Supplied data:

— BEGIN —

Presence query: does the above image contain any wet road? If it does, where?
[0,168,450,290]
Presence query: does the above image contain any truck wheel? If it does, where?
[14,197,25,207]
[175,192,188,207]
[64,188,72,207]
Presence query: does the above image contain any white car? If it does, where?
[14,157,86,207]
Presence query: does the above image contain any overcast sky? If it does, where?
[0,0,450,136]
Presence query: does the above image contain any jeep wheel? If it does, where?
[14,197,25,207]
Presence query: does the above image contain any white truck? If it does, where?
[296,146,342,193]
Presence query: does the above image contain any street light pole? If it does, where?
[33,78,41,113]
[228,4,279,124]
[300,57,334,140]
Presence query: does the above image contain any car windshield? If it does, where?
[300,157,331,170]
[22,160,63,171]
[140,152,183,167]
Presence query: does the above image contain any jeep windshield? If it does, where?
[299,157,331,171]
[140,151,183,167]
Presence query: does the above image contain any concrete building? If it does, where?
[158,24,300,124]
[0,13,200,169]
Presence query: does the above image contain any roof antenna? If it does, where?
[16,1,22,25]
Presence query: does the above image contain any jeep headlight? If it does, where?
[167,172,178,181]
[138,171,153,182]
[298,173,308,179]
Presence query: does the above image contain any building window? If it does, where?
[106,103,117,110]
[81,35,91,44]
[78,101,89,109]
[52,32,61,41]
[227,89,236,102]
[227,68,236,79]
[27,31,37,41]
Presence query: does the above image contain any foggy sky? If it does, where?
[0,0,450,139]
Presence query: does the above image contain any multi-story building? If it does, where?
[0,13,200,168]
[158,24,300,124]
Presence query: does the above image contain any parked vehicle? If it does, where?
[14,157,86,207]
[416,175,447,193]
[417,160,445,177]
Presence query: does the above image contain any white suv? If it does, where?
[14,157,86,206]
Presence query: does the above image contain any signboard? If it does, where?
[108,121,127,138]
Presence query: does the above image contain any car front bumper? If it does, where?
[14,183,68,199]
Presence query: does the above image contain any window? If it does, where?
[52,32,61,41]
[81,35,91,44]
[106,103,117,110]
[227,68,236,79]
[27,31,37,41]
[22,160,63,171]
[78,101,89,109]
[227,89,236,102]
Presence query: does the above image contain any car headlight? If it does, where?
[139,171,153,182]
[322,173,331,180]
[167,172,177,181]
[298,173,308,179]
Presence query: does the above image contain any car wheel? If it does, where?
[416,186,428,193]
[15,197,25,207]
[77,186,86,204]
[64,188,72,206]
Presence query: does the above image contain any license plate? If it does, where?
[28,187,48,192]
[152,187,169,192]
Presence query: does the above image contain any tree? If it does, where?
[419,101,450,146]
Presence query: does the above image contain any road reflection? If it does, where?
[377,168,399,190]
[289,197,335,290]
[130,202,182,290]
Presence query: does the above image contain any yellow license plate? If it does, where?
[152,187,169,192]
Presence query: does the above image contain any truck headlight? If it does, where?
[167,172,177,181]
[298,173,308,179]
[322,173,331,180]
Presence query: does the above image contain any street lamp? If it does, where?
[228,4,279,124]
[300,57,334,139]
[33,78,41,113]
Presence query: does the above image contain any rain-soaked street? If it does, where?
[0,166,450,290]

— END —

Goal:
Return every one of the items above verbatim, unchanged and in the same order.

Output:
Presence query: does the above image contain any wet road? If it does, where?
[0,168,450,290]
Presence query: does the above image contain any truck wheel? If it does, where?
[14,197,25,207]
[175,192,188,207]
[64,188,72,207]
Presence query: does the above image contain any white car? If it does, where?
[14,157,86,207]
Presence query: does the above image contain any overcast sky? If it does, where?
[0,0,450,136]
Presence query: does the above image contain any jeep wheel? If it does, where?
[14,197,25,207]
Presence query: does the above image contain any white truck? If it does, where?
[296,146,342,193]
Presence query: does the above image contain any street light pole? If it does, where?
[33,78,41,113]
[228,4,279,124]
[300,57,334,140]
Presence query: does the above image contain any car windshield? If it does, where?
[300,157,331,170]
[22,160,63,171]
[140,152,183,167]
Presence query: does the above image contain any jeep windshield? If it does, where?
[299,157,331,171]
[140,151,183,167]
Presence query: does the above image contain any concrete building? If it does, where?
[158,24,300,124]
[0,13,200,169]
Presence query: does the above image contain any roof antenna? If it does, where?
[16,1,22,25]
Presence query: does the above image contain any jeep headlight? If it does, where?
[167,172,178,181]
[138,171,153,182]
[298,173,308,179]
Presence query: does the above image contain any building window? If it does, where?
[106,103,117,110]
[81,35,91,44]
[78,101,89,109]
[52,32,61,41]
[227,89,236,102]
[227,68,236,79]
[27,31,37,41]
Presence query: does the above image contain any foggy sky? If it does, where?
[0,0,450,139]
Presence query: does the above image contain any multi-story building? If it does, where?
[0,13,200,168]
[158,24,300,124]
Presence query: does the above image contain any parked vehicle? If it does, where?
[14,157,86,207]
[416,175,447,193]
[417,160,445,177]
Presence query: does the above image contain any white suv? If it does, where?
[14,157,86,206]
Presence query: does the above image contain any signboard? If it does, where?
[108,121,127,138]
Presence query: does the above image contain any car front bumper? If it does, where?
[14,183,68,199]
Presence query: does the above image contain any window? If it does, where?
[52,32,61,41]
[81,35,91,44]
[106,103,117,110]
[227,68,236,79]
[27,31,37,41]
[22,160,63,171]
[78,101,89,109]
[227,89,236,102]
Presence query: does the above image contain any car headlight? If it does, where?
[139,171,153,182]
[322,173,331,180]
[167,172,177,181]
[298,173,308,179]
Presence query: does the above image contain any car wheel? If it does, where?
[416,186,428,193]
[15,197,25,207]
[77,186,86,204]
[64,188,72,206]
Presence query: does the above image contain any license plate? If it does, where?
[28,187,48,192]
[152,187,169,192]
Presence query: does the above image contain any tree? If it does, where?
[419,101,450,146]
Presence query: does the above image contain any road reflection? If it does, where?
[377,168,399,190]
[289,197,335,290]
[130,202,182,290]
Presence query: does the above image contain any yellow license plate? If it does, where?
[152,187,169,192]
Presence query: does the above image contain any truck headlight? If it does, where?
[167,172,177,181]
[298,173,308,179]
[322,173,331,180]
Presence query: does the above image contain any street lamp? If it does, where?
[228,4,279,124]
[300,57,334,139]
[33,78,41,113]
Presence query: does the above image contain any rain-soaked street? If it does, where?
[0,166,450,290]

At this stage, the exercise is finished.